SOURCE PASSAGE –
· · ·

Next, I generate a first draft of the running plan. A fast greedy algorithm creates a set of routes that satisfy the constraints (home-to-gym, full coverage, and approximately 8–12 miles per run with a ~10-mile average). It’s valid but suboptimal—a starting point for true optimization.

Show Code
# --- Enhanced Algorithm: Prioritize STRAIGHT Routes ---

import time
import networkx as nx
import math
import pandas as pd
import osmnx as ox

start_time = time.time()

# --- MODIFIED Configuration for STRAIGHTER routes ---
LOOKAHEAD_DISTANCE_METERS = 3000  # INCREASED: Look further ahead
MIN_CORRIDOR_SCORE_METERS = 1000  # INCREASED: Require longer straight segments
MIN_CIRCUIT_LENGTH = 6  # INCREASED: Avoid tiny loops
MIN_CIRCUIT_DISTANCE = 800  # INCREASED: Only allow substantial circuits
DEAD_END_PENALTY = 0.1  # DECREASED: More willing to use dead ends to avoid zigzag
STRAIGHT_BONUS = 3.0  # NEW: Heavy bonus for continuing straight
TURN_PENALTY = 0.2  # NEW: Heavy penalty for turns

# --- Setup ---
home_node = ox.nearest_nodes(G_final_streets, X=home[1], Y=home[0])
gym_node = ox.nearest_nodes(G_final_streets, X=gym[1], Y=gym[0])
generated_runs = []
run_count = 0
MIN_ROUTE_DISTANCE = 6
MAX_ROUTE_DISTANCE = 10
MIN_DISTANCE_METERS = MIN_ROUTE_DISTANCE * 1609.34

# Track coverage
street_coverage_count = {}
for u, v, k in G_final_streets.edges(keys=True):
    edge_key = tuple(sorted((u, v)))
    street_coverage_count[edge_key] = 0

# Analyze network connectivity
node_degrees = dict(G_final_streets.degree())
dead_end_nodes = {node for node, degree in node_degrees.items() if degree == 1}
through_street_nodes = {node for node, degree in node_degrees.items() if degree >= 3}

def get_edge_priority_score(u, v):
    """Calculate priority score heavily favoring straight paths."""
    edge_key = tuple(sorted((u, v)))
    base_count = street_coverage_count.get(edge_key, 0)
    
    # Base priority based on coverage
    if base_count == 0:
        priority = 100
    elif base_count == 1:
        priority = 50
    elif base_count == 2:
        priority = 25
    else:
        priority = 10
    
    # LESS penalty for dead ends (we prefer straight dead ends over zigzag)

· · ·

EXTRACTED ENTRIES –
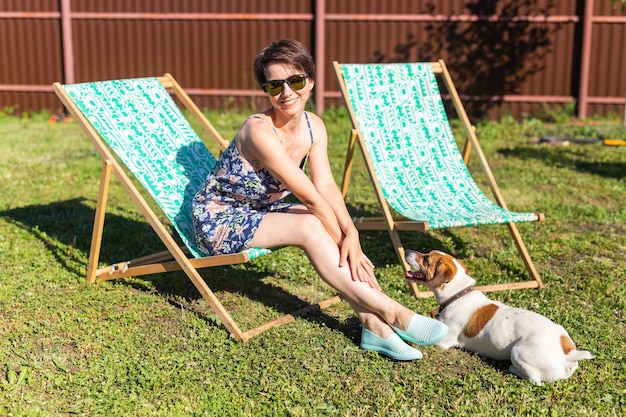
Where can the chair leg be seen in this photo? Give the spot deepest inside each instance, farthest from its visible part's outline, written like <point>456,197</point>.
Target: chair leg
<point>521,247</point>
<point>347,170</point>
<point>98,223</point>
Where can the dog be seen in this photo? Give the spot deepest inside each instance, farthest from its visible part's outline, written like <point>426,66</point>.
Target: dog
<point>539,349</point>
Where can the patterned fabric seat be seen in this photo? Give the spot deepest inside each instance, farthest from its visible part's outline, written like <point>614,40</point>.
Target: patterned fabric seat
<point>415,156</point>
<point>145,128</point>
<point>138,123</point>
<point>400,121</point>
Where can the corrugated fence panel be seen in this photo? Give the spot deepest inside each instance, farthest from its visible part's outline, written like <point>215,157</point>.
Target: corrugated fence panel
<point>30,54</point>
<point>505,56</point>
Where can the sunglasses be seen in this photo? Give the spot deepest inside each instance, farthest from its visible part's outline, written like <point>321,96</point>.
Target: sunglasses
<point>295,82</point>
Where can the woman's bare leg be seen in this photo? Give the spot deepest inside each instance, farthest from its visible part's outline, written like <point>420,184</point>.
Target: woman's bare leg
<point>374,309</point>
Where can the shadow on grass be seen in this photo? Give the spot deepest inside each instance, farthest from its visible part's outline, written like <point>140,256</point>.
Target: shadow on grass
<point>573,159</point>
<point>66,226</point>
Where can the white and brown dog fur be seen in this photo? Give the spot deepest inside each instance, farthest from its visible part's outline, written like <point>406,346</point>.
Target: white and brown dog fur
<point>539,349</point>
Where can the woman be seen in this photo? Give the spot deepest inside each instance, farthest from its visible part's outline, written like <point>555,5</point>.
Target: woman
<point>241,204</point>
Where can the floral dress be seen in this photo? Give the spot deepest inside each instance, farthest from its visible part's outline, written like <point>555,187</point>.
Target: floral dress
<point>236,196</point>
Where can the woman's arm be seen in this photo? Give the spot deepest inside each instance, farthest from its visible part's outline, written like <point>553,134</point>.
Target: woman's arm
<point>258,141</point>
<point>361,267</point>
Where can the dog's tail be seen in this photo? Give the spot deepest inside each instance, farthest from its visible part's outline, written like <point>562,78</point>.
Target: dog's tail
<point>578,355</point>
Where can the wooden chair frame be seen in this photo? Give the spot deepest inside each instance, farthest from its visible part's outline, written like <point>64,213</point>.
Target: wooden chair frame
<point>395,224</point>
<point>175,257</point>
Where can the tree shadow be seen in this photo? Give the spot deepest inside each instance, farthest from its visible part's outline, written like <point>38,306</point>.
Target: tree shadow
<point>563,157</point>
<point>488,57</point>
<point>68,224</point>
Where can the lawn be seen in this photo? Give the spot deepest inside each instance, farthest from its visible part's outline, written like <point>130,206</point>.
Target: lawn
<point>151,346</point>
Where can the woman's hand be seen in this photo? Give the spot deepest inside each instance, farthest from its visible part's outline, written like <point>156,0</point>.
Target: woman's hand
<point>361,268</point>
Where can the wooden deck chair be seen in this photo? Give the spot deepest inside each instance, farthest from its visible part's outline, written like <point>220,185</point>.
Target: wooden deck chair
<point>401,126</point>
<point>139,121</point>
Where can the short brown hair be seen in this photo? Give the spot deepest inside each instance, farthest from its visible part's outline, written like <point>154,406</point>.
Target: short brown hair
<point>284,51</point>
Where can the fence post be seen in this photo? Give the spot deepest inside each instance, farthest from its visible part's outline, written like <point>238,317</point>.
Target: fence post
<point>67,42</point>
<point>320,53</point>
<point>585,60</point>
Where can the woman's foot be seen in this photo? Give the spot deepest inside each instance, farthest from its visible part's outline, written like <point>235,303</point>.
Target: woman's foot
<point>391,346</point>
<point>423,330</point>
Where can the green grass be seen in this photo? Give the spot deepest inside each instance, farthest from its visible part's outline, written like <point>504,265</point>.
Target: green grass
<point>150,346</point>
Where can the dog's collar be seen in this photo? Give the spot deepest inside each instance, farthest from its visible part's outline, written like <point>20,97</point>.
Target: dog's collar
<point>450,300</point>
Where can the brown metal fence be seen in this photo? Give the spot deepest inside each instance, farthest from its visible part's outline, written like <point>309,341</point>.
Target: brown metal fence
<point>512,56</point>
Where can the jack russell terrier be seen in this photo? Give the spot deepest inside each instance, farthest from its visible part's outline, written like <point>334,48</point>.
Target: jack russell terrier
<point>539,349</point>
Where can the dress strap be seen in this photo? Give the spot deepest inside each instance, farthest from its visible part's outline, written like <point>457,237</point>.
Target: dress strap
<point>306,157</point>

· · ·

REQUIRED ACTIONS –
- a) List every module that the route-planning text imports.
- b) Extend the route-planning text from its final line.

RESULTS OF THE EXERCISE –
- a) time, networkx, math, pandas, osmnx

- b)
    if v in dead_end_nodes or u in dead_end_nodes:
        priority *= DEAD_END_PENALTY
        
    # Bonus for through-streets
    if v in through_street_nodes and u in through_street_nodes:
        priority *= 1.2  # Reduced bonus to not override straight preference
    
    return priority

def calculate_bearing_score(current_bearing, next_bearing):
    """Calculate how 'straight' a path continuation is."""
    if current_bearing is None or next_bearing is None:
        return 1.0
    
    # Calculate the absolute difference in bearings
    angle_diff = abs(current_bearing - next_bearing)
    angle_diff = min(angle_diff, 360 - angle_diff)  # Handle wraparound
    
    # Convert to a score where 0° difference = max score, 180° = min score
    straightness = 1.0 - (angle_diff / 180.0)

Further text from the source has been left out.